Instructions to follow: Take the line that contains "shaped like (361,181)." and each line after it in the material below, and transcribe them exactly, stopping at the end.

Items:
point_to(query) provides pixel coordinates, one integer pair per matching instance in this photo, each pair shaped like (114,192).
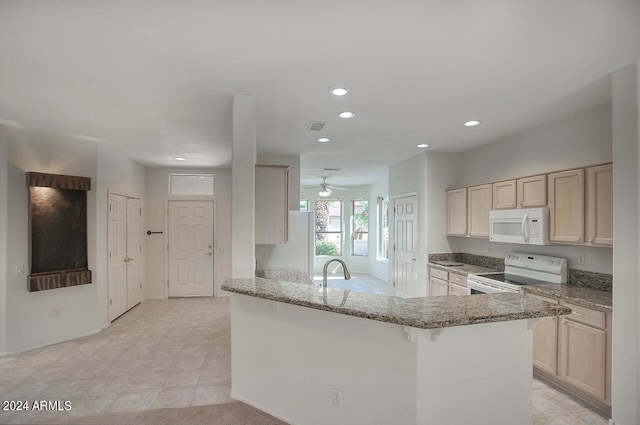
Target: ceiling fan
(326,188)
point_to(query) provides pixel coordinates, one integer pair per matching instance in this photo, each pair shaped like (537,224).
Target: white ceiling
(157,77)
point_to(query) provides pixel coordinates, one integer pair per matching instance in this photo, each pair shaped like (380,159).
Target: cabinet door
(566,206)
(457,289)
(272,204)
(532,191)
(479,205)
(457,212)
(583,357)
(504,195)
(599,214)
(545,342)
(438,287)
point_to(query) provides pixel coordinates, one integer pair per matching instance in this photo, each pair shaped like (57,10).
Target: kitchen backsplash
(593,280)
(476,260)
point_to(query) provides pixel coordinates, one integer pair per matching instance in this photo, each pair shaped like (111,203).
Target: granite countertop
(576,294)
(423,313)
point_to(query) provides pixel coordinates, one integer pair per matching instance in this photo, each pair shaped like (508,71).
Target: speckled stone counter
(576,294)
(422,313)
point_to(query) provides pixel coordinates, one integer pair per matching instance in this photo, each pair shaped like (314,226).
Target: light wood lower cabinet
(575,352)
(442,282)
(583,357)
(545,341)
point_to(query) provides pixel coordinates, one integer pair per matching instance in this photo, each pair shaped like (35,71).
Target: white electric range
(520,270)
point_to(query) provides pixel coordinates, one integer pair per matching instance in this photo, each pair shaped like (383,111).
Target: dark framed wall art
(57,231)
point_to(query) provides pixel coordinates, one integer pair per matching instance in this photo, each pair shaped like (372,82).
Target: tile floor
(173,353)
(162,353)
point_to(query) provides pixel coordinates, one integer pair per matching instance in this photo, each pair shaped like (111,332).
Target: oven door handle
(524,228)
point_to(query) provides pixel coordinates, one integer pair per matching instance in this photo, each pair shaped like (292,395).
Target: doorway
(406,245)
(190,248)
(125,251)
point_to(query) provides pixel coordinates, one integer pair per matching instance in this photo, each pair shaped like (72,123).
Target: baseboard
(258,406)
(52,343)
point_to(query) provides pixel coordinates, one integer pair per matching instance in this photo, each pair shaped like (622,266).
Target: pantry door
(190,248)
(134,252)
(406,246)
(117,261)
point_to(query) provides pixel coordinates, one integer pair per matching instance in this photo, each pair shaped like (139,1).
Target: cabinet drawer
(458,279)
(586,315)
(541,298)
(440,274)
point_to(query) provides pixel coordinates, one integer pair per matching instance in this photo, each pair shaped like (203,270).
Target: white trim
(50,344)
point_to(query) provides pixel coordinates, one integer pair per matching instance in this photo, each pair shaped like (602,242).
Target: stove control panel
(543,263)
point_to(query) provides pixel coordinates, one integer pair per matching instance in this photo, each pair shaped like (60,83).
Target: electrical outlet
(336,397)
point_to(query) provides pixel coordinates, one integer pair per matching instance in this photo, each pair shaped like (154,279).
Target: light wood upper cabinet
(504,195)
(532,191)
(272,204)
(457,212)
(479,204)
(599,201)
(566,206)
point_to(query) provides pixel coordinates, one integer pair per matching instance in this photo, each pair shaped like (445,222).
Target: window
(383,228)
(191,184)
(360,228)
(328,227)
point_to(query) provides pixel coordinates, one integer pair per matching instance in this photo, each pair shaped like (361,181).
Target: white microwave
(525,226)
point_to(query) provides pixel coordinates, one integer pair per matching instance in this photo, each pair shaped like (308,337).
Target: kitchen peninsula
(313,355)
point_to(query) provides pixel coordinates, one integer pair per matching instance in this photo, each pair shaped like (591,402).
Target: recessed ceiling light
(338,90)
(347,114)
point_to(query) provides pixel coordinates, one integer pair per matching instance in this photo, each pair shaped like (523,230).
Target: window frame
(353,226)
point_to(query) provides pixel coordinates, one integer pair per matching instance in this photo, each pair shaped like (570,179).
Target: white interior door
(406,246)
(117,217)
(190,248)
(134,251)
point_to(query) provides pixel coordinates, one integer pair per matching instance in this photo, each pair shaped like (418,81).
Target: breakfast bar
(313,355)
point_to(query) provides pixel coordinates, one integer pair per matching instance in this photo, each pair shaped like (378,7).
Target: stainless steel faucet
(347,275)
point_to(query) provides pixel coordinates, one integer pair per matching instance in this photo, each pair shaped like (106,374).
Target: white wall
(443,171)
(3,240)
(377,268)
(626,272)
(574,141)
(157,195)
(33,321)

Full answer:
point_to(query) provides pixel coordinates, one integer pair per matching instance in this photo, each pair shaped like (361,181).
Target: white microwave
(525,226)
point_to(query) provides pixel coordinates, one integer pair per matching instance in this photo, each pair shaped like (308,337).
Target: kitchen peninsula
(313,355)
point_to(query) provides pixel coordinates, one integer pair per matching instance in this photo, each pair shaped like (591,402).
Target: recessed ceiling light
(338,90)
(347,114)
point_to(query) provides pixel coordinates, one integer pair per matching instance in this photo, each pair shaped like (523,230).
Target: window frame
(353,226)
point_to(query) provides pixel coordinates, one integer pair per matching instance in this photo, each pair shaped like (570,179).
Target: white interior door
(406,246)
(117,217)
(190,248)
(134,251)
point_to(query) provides pixel coordinates, one integer pair per matching instance in this photo, each pair shaped like (418,81).
Target: breakfast bar
(313,355)
point_to(query) provides pixel coordinates, one integer pair per matching instance in this photo, each pair shaped like (378,7).
Target: stainless steel faucet
(347,275)
point_to(query) provides pixel coordinates, one integer pair per matching instance in this photo, each pair shaped like (106,374).
Target: white wall
(443,171)
(3,240)
(377,268)
(626,272)
(574,141)
(157,195)
(33,321)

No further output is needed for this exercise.